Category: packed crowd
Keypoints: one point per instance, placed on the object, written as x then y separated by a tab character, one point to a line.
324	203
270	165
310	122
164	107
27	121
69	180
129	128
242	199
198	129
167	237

- **Assignment**: Output all of the data in full, exactly as given.

- **Response**:
Category: packed crowd
Keypoints: one point per instance, placed on the object, written as x then y separated by a tab character, one point to a line.
324	203
270	165
310	122
164	107
27	121
69	180
129	128
242	199
198	129
167	237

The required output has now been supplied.